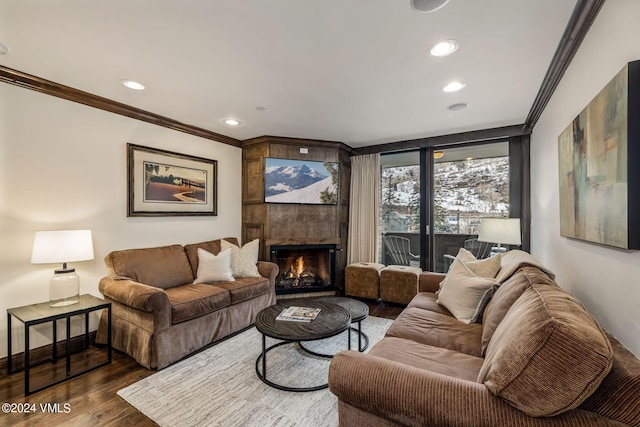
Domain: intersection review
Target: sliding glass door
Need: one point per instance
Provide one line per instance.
(433, 201)
(469, 183)
(400, 209)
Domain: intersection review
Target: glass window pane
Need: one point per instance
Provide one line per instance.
(400, 209)
(470, 183)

## Directive:
Pull out all of the lines above word for word, leaving out the pictures.

## Solution to this task:
Domain: intersection review
Target: sliding glass door
Need: one point per instance
Provide one line per instance.
(433, 201)
(469, 183)
(400, 209)
Domain: intersection review
Target: glass window pane
Need: one point per instance
Provide one line per instance.
(400, 209)
(470, 183)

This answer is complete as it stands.